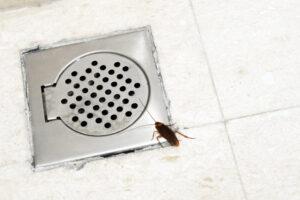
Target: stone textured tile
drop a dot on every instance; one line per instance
(268, 153)
(180, 54)
(253, 50)
(199, 169)
(10, 4)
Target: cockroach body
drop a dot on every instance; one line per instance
(167, 133)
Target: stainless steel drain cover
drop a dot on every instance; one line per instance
(98, 94)
(88, 98)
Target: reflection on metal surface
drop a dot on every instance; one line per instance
(84, 98)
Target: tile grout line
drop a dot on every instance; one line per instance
(242, 117)
(218, 100)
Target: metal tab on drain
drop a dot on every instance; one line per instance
(89, 98)
(98, 94)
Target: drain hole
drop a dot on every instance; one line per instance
(128, 113)
(107, 125)
(94, 63)
(117, 96)
(99, 87)
(98, 120)
(76, 85)
(125, 69)
(137, 85)
(75, 119)
(70, 93)
(83, 123)
(119, 76)
(113, 117)
(111, 72)
(74, 73)
(68, 81)
(105, 79)
(125, 101)
(134, 105)
(131, 93)
(88, 70)
(114, 84)
(128, 80)
(64, 101)
(81, 110)
(87, 103)
(90, 115)
(82, 78)
(85, 90)
(122, 89)
(72, 105)
(102, 99)
(94, 94)
(91, 82)
(107, 92)
(104, 112)
(102, 67)
(79, 98)
(96, 107)
(120, 109)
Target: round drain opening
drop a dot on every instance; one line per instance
(101, 106)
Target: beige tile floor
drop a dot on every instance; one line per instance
(231, 70)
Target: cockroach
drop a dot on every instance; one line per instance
(164, 131)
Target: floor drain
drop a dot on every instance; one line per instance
(85, 85)
(88, 98)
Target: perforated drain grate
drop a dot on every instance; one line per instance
(98, 94)
(88, 98)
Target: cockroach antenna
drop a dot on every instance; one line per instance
(147, 110)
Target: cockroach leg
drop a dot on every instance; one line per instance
(184, 135)
(153, 134)
(157, 138)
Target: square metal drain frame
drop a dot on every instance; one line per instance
(88, 98)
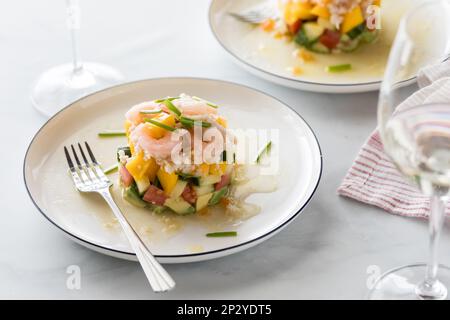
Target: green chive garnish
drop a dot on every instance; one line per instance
(155, 111)
(111, 169)
(222, 234)
(188, 122)
(264, 151)
(112, 133)
(213, 105)
(172, 107)
(159, 124)
(168, 98)
(339, 68)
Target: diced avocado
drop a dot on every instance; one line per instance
(217, 196)
(131, 194)
(209, 179)
(199, 191)
(202, 201)
(142, 185)
(178, 189)
(356, 31)
(312, 31)
(179, 206)
(319, 48)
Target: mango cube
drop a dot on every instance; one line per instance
(167, 180)
(141, 168)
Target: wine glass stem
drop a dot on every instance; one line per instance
(431, 288)
(73, 23)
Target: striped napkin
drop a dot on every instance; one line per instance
(374, 179)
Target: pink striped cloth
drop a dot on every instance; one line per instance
(374, 179)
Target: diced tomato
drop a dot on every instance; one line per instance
(330, 39)
(224, 181)
(294, 27)
(189, 195)
(125, 177)
(155, 195)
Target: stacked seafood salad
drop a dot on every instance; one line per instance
(327, 26)
(179, 157)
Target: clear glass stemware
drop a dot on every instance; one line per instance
(63, 84)
(416, 135)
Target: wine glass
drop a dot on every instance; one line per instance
(63, 84)
(415, 131)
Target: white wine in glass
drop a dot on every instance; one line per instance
(416, 135)
(63, 84)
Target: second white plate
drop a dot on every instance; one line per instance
(272, 59)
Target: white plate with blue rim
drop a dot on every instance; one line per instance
(86, 219)
(273, 59)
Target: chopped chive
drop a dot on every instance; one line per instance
(222, 234)
(156, 111)
(188, 122)
(213, 105)
(339, 68)
(112, 133)
(168, 98)
(111, 169)
(159, 124)
(264, 151)
(172, 107)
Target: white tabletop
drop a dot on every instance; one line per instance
(324, 254)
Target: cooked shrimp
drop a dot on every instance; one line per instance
(156, 148)
(190, 106)
(135, 116)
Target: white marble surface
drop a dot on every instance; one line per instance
(323, 254)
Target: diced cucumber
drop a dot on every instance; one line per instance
(131, 194)
(178, 189)
(142, 185)
(210, 179)
(347, 44)
(202, 201)
(179, 206)
(356, 31)
(313, 31)
(217, 196)
(199, 191)
(319, 48)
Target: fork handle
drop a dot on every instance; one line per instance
(158, 277)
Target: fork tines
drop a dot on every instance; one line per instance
(87, 172)
(255, 15)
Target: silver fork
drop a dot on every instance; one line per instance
(89, 177)
(256, 15)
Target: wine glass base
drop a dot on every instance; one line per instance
(61, 85)
(403, 284)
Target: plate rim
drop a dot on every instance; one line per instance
(205, 253)
(284, 78)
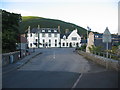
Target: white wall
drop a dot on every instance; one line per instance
(69, 40)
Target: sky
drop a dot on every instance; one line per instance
(97, 14)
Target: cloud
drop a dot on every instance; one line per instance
(22, 12)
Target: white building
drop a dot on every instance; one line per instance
(51, 37)
(71, 39)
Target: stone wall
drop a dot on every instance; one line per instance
(106, 62)
(9, 58)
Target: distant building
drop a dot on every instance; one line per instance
(51, 37)
(43, 37)
(71, 39)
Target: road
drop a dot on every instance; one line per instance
(60, 68)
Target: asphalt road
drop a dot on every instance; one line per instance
(60, 68)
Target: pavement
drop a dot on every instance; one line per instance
(20, 63)
(60, 68)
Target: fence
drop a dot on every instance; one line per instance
(104, 54)
(106, 62)
(12, 57)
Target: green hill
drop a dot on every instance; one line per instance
(34, 21)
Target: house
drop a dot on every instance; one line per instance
(43, 37)
(51, 37)
(71, 39)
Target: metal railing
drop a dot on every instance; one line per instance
(104, 54)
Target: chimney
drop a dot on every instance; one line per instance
(66, 31)
(59, 29)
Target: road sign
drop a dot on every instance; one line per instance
(106, 36)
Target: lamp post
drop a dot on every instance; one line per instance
(106, 39)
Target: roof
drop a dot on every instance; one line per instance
(23, 39)
(98, 42)
(44, 30)
(83, 40)
(67, 34)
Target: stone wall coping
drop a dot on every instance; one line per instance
(11, 53)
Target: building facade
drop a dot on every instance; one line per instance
(51, 37)
(71, 39)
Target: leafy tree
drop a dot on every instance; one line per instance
(95, 48)
(10, 30)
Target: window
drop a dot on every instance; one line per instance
(67, 44)
(55, 41)
(74, 38)
(49, 35)
(36, 40)
(55, 45)
(36, 35)
(55, 30)
(43, 41)
(43, 34)
(55, 35)
(63, 44)
(49, 41)
(30, 44)
(49, 30)
(43, 30)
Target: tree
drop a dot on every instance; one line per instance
(10, 30)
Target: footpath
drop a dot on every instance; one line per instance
(20, 63)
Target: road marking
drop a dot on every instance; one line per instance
(54, 54)
(75, 84)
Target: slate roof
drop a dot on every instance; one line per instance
(67, 34)
(46, 30)
(83, 40)
(98, 42)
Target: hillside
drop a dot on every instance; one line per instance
(34, 21)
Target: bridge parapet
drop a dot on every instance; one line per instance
(106, 62)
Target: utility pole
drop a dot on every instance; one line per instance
(38, 36)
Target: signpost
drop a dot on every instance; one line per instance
(106, 38)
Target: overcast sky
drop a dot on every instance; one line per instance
(97, 14)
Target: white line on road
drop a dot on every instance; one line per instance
(75, 84)
(54, 54)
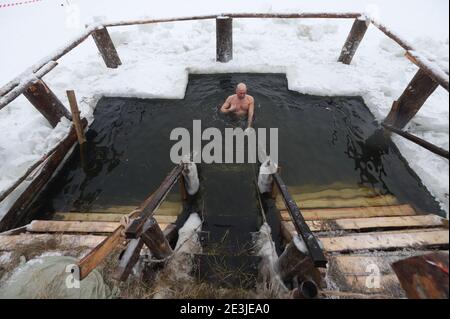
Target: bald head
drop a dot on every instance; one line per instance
(241, 90)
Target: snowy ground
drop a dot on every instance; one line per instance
(157, 59)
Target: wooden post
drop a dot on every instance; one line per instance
(106, 47)
(46, 102)
(355, 37)
(154, 239)
(224, 39)
(76, 116)
(412, 99)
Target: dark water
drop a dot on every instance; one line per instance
(322, 140)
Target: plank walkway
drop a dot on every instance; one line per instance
(362, 242)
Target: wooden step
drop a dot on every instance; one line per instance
(92, 217)
(51, 226)
(372, 223)
(387, 241)
(60, 242)
(339, 203)
(355, 212)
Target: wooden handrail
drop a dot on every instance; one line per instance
(136, 228)
(31, 72)
(302, 228)
(427, 145)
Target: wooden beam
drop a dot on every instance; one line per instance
(136, 228)
(56, 241)
(99, 253)
(357, 212)
(15, 215)
(424, 277)
(52, 226)
(154, 239)
(46, 102)
(367, 224)
(387, 241)
(294, 263)
(412, 99)
(300, 225)
(129, 258)
(98, 217)
(224, 39)
(427, 145)
(106, 47)
(15, 88)
(354, 38)
(76, 116)
(305, 15)
(431, 69)
(381, 200)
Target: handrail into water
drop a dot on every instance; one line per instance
(137, 228)
(302, 228)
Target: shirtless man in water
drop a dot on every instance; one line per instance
(240, 104)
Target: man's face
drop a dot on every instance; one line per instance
(241, 93)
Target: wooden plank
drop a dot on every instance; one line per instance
(61, 242)
(386, 241)
(349, 15)
(49, 226)
(384, 200)
(46, 102)
(90, 217)
(17, 213)
(386, 284)
(427, 145)
(365, 224)
(136, 228)
(224, 39)
(424, 277)
(93, 259)
(315, 250)
(344, 193)
(131, 254)
(356, 212)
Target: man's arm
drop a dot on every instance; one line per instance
(251, 112)
(226, 107)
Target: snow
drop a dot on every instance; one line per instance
(156, 61)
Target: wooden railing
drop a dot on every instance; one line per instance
(143, 229)
(31, 85)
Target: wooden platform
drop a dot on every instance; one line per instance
(361, 242)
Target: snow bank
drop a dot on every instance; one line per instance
(158, 58)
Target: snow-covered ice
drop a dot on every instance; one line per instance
(158, 58)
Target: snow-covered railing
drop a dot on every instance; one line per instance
(29, 83)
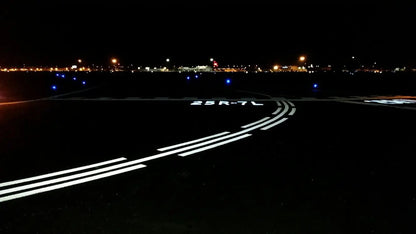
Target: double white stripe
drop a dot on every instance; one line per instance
(206, 144)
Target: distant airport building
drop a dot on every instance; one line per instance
(196, 69)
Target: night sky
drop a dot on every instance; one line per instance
(191, 33)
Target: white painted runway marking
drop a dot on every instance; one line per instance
(266, 123)
(71, 183)
(274, 124)
(254, 123)
(277, 111)
(214, 145)
(60, 172)
(194, 141)
(65, 178)
(291, 104)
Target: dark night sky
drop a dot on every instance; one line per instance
(191, 33)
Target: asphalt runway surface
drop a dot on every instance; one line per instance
(104, 159)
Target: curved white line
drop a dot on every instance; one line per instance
(261, 123)
(254, 123)
(60, 172)
(71, 183)
(290, 103)
(214, 145)
(277, 111)
(274, 124)
(65, 178)
(191, 142)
···
== Problem details ==
The lines to quote run from the one containing "Target: night sky" through the final line of the material above; please give them exactly, both ends included, and nothing else.

== Output for this task ==
Target: night sky
drop a dot on every instance; one line per instance
(191, 33)
Target: white painted runway marking
drop a dot on every instance; one line per instance
(266, 123)
(71, 183)
(274, 124)
(254, 123)
(277, 111)
(214, 145)
(60, 172)
(194, 141)
(65, 178)
(291, 104)
Target: dark night sky
drop a dot on every instance; one line per instance
(191, 33)
Target: asphalt runway surface
drop a dot on every instance; one line per instance
(104, 159)
Target: curved white line
drop a dot on every instance; one line per instance
(261, 123)
(254, 123)
(60, 172)
(71, 183)
(290, 103)
(214, 145)
(277, 111)
(274, 124)
(65, 178)
(191, 142)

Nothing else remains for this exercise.